(Source document)
──────────────────────────────
Treatment discontinuation in MS: the DOT-MS trial

 

The newly-published Discontinuing Disease-modifying Therapies in Stable Relapsing-onset Multiple Sclerosis (DOT-MS) is the second important trial to examine the feasibility of discontinuing disease-modifying therapy (DMT) in patients with multiple sclerosis (Coerver et al. JAMA Neurol 2025;82:123-131).

The main inclusion criterion was no significant inflammatory disease activity in the previous five years during treatment with an injectable or oral platform therapy. ‘Significant’ was defined as no relapses, no Gd+ T1 lesions and <2 new T2 lesions (or <3 new T2 lesions in the past 10 years). For the primary outcome, significant inflammatory disease activity was differently defined as a relapse and/or >3 new T2 lesions or >2 Gd+ lesions. MRIs were scheduled at baseline and at months 3, 6, 12, 18 and 24.
──────────────────────────────
(Problem set)
1 – According to the DOT-MS article, in which journal was the trial published?
2 – Reproduce the passage of the DOT-MS article starting with "Treatment discontinuation in" and going on through "JAMA Neurol 2025;82:123-131).".
3 – List every time point at which the DOT-MS article says MRIs were scheduled.

(Supplied material)
──────────────────────────────
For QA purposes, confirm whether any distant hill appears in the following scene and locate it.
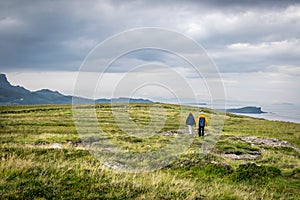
[226,106,265,114]
[0,74,152,105]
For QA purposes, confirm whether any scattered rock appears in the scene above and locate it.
──────────────────────────────
(Solutions to the problems)
1 – JAMA Neurol (2025;82:123-131).

2 –
Treatment discontinuation in MS: the DOT-MS trial

 

The newly-published Discontinuing Disease-modifying Therapies in Stable Relapsing-onset Multiple Sclerosis (DOT-MS) is the second important trial to examine the feasibility of discontinuing disease-modifying therapy (DMT) in patients with multiple sclerosis (Coerver et al. JAMA Neurol 2025;82:123-131).

3 – Baseline, month 3, month 6, month 12, month 18, month 24